Material

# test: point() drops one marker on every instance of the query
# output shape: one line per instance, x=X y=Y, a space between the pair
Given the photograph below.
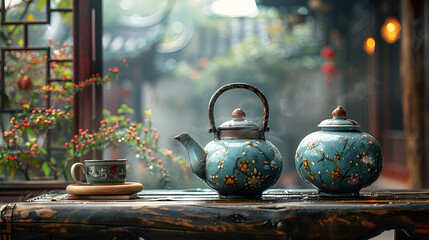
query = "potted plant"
x=30 y=134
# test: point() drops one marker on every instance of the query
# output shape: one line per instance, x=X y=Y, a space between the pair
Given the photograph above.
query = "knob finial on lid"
x=238 y=115
x=339 y=112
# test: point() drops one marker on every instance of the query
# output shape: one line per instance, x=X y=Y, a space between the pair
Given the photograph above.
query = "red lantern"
x=329 y=68
x=327 y=52
x=25 y=83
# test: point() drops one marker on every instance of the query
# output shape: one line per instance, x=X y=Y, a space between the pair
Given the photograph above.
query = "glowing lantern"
x=25 y=83
x=369 y=46
x=391 y=30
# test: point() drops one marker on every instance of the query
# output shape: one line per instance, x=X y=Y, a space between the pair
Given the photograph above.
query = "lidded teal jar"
x=339 y=159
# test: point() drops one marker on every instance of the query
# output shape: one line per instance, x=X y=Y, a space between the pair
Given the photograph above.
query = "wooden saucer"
x=95 y=190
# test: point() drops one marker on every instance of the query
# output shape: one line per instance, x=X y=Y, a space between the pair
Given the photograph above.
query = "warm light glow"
x=369 y=46
x=391 y=30
x=390 y=27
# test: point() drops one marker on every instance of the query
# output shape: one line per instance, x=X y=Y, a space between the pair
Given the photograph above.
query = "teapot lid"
x=239 y=127
x=338 y=121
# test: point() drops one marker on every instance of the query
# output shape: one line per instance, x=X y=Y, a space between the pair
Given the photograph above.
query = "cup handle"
x=84 y=169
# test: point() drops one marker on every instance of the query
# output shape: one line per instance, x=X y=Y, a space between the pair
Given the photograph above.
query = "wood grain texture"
x=126 y=188
x=279 y=215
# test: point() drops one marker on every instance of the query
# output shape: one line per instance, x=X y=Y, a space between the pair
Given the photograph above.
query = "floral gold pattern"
x=230 y=181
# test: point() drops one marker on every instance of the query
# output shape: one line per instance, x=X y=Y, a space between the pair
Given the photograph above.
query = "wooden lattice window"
x=48 y=42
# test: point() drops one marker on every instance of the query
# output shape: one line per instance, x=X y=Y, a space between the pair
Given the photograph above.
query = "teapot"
x=239 y=162
x=340 y=159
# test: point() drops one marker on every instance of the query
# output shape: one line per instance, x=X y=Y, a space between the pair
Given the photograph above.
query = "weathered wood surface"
x=281 y=214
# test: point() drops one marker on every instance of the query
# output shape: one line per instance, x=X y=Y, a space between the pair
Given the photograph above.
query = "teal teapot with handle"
x=239 y=162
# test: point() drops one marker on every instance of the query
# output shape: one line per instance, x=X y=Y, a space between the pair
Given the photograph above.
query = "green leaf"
x=30 y=159
x=45 y=168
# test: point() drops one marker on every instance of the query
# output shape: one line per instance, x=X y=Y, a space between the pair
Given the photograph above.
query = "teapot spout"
x=197 y=154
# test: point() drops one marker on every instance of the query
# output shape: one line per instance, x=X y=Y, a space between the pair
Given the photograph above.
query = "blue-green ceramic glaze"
x=239 y=162
x=339 y=160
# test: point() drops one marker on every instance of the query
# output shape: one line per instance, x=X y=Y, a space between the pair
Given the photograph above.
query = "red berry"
x=25 y=83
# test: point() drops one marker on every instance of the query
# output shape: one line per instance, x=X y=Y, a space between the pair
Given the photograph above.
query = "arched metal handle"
x=227 y=87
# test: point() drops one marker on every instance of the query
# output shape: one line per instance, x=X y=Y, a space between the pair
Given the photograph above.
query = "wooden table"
x=200 y=214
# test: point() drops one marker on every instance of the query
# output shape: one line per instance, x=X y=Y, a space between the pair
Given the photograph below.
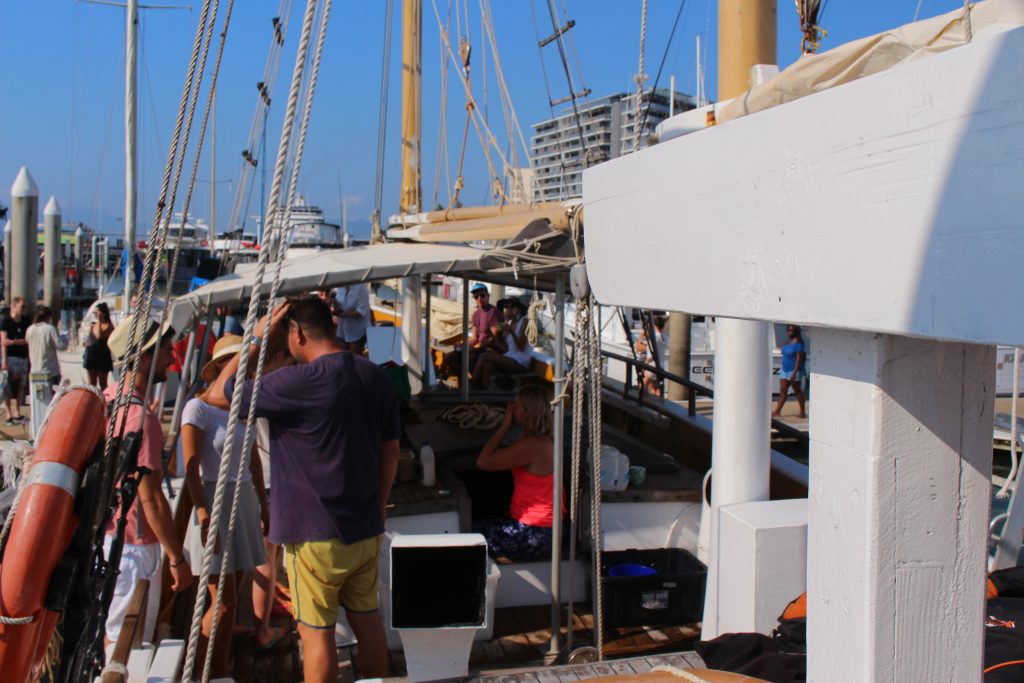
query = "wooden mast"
x=412 y=72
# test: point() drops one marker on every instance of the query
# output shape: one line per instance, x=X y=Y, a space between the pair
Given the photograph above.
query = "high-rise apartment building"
x=562 y=146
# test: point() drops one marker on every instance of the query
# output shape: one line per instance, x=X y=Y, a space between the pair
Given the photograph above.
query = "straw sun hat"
x=118 y=341
x=225 y=347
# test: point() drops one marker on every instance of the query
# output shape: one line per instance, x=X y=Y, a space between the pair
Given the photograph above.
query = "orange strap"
x=1004 y=664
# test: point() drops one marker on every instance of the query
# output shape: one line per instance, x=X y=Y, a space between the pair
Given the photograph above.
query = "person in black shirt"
x=14 y=353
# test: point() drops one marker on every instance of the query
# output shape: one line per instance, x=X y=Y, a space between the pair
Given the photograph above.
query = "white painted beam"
x=900 y=462
x=891 y=204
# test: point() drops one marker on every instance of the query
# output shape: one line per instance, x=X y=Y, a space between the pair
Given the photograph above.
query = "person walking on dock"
x=14 y=351
x=794 y=371
x=145 y=534
x=96 y=359
x=334 y=447
x=44 y=342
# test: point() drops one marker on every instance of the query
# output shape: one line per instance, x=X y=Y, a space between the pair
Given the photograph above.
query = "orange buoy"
x=43 y=526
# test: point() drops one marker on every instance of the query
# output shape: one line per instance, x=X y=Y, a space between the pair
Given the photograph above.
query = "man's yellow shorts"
x=326 y=574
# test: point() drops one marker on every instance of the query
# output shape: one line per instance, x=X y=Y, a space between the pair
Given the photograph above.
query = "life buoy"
x=43 y=526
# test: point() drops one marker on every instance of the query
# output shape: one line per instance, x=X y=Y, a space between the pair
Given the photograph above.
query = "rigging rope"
x=272 y=239
x=638 y=131
x=377 y=235
x=665 y=55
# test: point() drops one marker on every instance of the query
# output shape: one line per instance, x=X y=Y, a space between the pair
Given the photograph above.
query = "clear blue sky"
x=62 y=94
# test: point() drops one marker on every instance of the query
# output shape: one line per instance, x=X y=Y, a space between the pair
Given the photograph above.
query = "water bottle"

Aim of the task
Reproduce the rows verbatim from their first line through the line containing "x=339 y=112", including both ends. Leave out the pictures.

Answer to the task
# test: point() drops one marker on every instance of the query
# output shape: one line per instance, x=X y=Y, a space between the pair
Given the photograph below.
query = "potted plant"
x=30 y=134
# test: point() drops one marker on every instance of the query
# output shape: one line per instance, x=X y=Y, a space between the pair
Given the photograph above.
query = "knob finial on lid"
x=238 y=115
x=339 y=112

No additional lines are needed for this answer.